*Text passage*.
_ _ _ _

Genre:
Musical/Comedy
Director: Susan Stroman
Cast: Matthew Broderick, Nathan Lane, Uma
Thurman, Will Ferrell, Gary Beach, Roger Bart, Eileen Essell,
Michael McKean, David Huddleston
RunTime: 2 hrs 14 mins
Released By: Columbia TriStar
Rating: PG
Opening
Day: 6 April 2006
Synopsis:
Two-time Tony Award winners Nathan Lane and Matthew
Broderick return to their celebrated roles as Max Bialystock
and Leo Bloom, a scheming theatrical producer and his mousy
CPA who hit upon the perfect plan to embezzle a fortune: raise
far more money than you need to producer a sure-fire Broadway
flop and then (since no one will expect anything back), Max
and Leo can pocket the difference. To do this, they need the
ultimate bad play, which they find in the musical Springtime
for Hitler. Their plans come to naught and the duo are taken
completely by surprise when their new production is hailed
as a toast-of-the-town hit. Uma Thurman stars as Ulla, the
Swedish secretary/slash/ receptionist and would-be showgirl,
and Will Farrell brings his spot-on comic talents to the role
of Franz Liebkind, the neo-Nazi playwright (and pigeon fancier)

_ _ _ _

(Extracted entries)
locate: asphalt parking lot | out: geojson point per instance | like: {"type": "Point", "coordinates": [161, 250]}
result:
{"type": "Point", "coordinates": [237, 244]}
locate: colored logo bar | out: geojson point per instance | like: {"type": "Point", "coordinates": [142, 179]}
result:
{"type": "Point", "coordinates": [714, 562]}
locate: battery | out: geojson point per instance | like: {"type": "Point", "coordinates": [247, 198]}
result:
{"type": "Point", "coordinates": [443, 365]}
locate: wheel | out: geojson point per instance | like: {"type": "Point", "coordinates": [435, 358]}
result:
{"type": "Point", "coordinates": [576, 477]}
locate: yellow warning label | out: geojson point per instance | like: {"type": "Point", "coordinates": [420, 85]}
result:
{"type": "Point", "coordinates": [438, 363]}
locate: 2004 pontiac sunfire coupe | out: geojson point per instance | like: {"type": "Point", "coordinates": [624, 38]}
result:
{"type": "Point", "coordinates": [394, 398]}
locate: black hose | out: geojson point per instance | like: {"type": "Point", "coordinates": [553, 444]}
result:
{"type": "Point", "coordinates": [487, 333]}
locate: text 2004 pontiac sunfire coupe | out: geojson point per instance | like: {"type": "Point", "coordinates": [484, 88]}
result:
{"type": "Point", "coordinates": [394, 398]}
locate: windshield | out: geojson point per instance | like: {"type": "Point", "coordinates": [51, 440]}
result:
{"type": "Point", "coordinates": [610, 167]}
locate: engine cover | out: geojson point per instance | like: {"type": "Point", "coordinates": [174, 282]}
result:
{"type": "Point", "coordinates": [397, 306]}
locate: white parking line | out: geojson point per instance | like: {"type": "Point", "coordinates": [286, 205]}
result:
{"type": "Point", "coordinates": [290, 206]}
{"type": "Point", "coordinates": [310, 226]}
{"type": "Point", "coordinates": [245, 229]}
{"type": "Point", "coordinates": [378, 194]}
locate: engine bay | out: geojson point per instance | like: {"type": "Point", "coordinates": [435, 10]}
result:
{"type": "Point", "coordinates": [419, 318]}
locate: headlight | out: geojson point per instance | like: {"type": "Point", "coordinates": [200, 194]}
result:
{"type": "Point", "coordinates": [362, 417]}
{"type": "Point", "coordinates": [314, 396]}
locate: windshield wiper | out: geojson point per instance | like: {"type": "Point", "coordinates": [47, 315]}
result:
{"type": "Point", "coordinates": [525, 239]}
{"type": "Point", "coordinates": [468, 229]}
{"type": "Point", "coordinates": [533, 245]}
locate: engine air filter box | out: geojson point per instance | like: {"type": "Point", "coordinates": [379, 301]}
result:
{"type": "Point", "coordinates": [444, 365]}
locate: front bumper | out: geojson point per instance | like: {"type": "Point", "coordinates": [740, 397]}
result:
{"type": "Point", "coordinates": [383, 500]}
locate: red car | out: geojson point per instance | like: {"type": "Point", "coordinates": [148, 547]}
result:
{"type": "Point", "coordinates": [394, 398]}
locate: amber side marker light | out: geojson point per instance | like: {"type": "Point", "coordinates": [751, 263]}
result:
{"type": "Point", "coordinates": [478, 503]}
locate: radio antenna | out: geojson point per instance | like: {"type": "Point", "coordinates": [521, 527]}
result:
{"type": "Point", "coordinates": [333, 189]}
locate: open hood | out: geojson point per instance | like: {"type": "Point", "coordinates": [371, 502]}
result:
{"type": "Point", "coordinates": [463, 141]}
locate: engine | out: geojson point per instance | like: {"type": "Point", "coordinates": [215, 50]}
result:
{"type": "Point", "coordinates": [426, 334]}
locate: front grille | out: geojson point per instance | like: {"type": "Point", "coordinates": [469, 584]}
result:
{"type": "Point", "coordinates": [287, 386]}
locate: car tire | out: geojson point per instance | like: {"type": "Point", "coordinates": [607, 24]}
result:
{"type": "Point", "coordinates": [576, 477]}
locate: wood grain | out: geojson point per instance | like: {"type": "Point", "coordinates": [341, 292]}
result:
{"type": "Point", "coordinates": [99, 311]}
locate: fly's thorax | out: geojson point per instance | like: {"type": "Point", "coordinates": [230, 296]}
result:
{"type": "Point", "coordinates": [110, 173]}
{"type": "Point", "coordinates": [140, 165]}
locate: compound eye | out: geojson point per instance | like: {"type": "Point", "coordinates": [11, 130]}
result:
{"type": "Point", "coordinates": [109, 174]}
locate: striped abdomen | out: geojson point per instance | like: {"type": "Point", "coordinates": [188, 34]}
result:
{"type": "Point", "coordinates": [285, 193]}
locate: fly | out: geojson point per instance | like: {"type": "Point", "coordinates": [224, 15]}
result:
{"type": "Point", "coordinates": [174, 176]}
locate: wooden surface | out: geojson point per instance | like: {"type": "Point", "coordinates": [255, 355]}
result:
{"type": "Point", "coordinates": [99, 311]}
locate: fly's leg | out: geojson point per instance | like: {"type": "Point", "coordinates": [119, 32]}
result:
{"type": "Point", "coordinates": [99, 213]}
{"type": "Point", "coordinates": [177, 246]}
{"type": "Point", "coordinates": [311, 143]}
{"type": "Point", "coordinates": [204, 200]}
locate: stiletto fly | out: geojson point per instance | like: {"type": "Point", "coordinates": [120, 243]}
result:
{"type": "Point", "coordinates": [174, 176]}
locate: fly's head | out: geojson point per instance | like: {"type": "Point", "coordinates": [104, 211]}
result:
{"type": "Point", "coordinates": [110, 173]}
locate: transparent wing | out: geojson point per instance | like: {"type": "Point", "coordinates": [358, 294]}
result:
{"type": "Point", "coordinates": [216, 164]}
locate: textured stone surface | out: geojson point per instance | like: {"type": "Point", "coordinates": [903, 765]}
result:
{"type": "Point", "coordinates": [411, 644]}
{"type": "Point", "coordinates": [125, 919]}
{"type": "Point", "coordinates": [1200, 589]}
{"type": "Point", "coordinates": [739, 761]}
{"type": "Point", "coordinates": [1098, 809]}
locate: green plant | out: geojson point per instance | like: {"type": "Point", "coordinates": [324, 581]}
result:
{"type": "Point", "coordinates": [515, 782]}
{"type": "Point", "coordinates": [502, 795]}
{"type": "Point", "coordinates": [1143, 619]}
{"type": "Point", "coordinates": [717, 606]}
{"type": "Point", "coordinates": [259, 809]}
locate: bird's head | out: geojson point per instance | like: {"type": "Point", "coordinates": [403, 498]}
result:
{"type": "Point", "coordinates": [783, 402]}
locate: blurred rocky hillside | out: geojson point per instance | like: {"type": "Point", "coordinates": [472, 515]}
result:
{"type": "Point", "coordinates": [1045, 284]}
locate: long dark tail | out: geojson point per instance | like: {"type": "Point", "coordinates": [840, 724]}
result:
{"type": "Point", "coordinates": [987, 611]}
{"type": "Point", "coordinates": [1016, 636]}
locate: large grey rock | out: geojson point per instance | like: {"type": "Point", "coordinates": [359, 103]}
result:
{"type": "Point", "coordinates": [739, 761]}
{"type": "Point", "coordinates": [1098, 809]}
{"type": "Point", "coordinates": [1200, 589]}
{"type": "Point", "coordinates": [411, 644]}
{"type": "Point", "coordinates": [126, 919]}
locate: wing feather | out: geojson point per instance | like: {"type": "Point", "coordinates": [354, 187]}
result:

_ _ _ _

*What to work on*.
A: According to the movie listing, why do Max and Leo need the ultimate bad play? Answer in one to three sentences.
B: Count the lines of the entries that contain the string "pontiac", with case taken into account.
The entries bear no relation to the movie listing.

*Solutions*.
A: Their plan is to raise far more money than they need to produce a sure-fire Broadway flop. Because no one will expect anything back from a flop, they can pocket the difference.

B: 2